SHORT TASK: Please copy out each of the following lines word for word, without changing anything.

GIVEN DATA:
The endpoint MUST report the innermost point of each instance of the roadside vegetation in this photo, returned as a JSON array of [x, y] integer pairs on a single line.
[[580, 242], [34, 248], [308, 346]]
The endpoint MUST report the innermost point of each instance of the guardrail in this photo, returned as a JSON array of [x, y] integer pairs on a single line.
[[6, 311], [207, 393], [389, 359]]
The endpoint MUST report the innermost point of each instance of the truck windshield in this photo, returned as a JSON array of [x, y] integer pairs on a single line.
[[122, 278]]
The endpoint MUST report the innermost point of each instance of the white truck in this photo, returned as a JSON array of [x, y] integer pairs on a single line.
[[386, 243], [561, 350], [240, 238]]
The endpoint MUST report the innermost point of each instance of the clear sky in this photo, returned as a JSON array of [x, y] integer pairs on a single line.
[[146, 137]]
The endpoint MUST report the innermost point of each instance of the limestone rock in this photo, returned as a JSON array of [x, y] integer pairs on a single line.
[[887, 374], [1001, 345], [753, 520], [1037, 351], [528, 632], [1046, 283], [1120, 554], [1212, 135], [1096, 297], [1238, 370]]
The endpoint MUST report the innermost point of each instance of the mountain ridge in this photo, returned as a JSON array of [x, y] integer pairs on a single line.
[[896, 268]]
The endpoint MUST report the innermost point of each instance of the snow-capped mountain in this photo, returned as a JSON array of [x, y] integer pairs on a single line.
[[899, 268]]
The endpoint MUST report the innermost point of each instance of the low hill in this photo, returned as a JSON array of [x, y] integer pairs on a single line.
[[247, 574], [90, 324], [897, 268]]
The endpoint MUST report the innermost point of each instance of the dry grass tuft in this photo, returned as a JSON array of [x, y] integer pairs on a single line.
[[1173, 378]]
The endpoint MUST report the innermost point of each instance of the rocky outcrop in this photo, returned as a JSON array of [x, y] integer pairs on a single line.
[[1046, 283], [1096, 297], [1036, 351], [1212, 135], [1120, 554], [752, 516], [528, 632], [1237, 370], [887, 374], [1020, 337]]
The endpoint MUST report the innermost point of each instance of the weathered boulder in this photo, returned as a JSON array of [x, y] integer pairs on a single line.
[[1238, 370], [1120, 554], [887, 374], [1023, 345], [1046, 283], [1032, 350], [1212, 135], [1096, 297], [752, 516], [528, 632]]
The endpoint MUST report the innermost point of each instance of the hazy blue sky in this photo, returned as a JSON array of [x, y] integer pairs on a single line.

EXERCISE SOLUTION:
The endpoint MUST report the innermost point of each instance of the roadside vegetation in this photo, returned as a JSON array of [x, y] integer pairs on a single line.
[[580, 242], [34, 248], [308, 346]]
The endpoint MUST report the innermost point of each instance of the guardrail in this photo, returned as a JSON array of [x, y] integer pairs on a single line.
[[6, 311], [207, 393], [389, 359]]
The endpoint MUST report the innermost point of each instance of the truck windshield in this photo, returned as a JSON array of [x, y] integer pairs on a single line.
[[122, 278]]
The endpoint MUST report the innermost point of each instance of the white truck in this photo, returned as a JSON array of [x, y] integer pairs on a single line.
[[386, 243], [561, 350], [240, 238]]
The endpoint MUST report the innermost point of each instance of the clear sky in this photo, returned as a JSON array of [x, y] integer pairs on a single line.
[[146, 137]]
The endpoint MUST report the innermost point of each instance of the limestone rock in this photo, returned as a JSON array of [x, y] integer pairs on a single line.
[[887, 374], [1001, 345], [753, 520], [1037, 351], [528, 632], [1046, 283], [1120, 554], [1212, 135], [1096, 297], [1238, 370]]
The endpoint MUST report the innermost point of each instance of the mountain ridge in this photo, returned as a JSON array of [x, y] integer pairs on a single line.
[[896, 268]]
The endpoint MUST report the innermost point of each instance of the snow-capped mountain in this photo, returned as a JSON array of [x, y] integer pairs on a single line.
[[899, 268]]
The endpoint MUST report the innermost point of each instance of the low hill in this photo, returned as a JSON array of [x, y] integer pairs on a single line.
[[247, 574], [90, 324], [897, 268]]
The endpoint MUST report the innermost point of each instance of the dry grass tuft in this photo, returned as a JSON array of [x, y] integer pairs on a single line.
[[1173, 378]]
The endpoint MUST report the innermost point of each instance of the rocky outcrop in this photo, returned as a JSON array of [x, y] integer pairs on a single line.
[[1046, 283], [1096, 297], [1036, 351], [1212, 135], [1120, 554], [752, 516], [528, 632], [1237, 370], [887, 374], [1020, 337]]
The endpoint MUST report the innermost point of each instance of the weathered boulder in this photo, returned as a JSON array of [x, y] integer pairs on a single line.
[[1238, 370], [1120, 554], [887, 374], [1023, 345], [1046, 283], [1032, 350], [1212, 135], [1096, 297], [752, 516], [528, 632]]
The endpoint MUST report the innermost point of each instance of the hazy blue sky in this photo, returned as a JSON array of [x, y] integer pairs on a single line.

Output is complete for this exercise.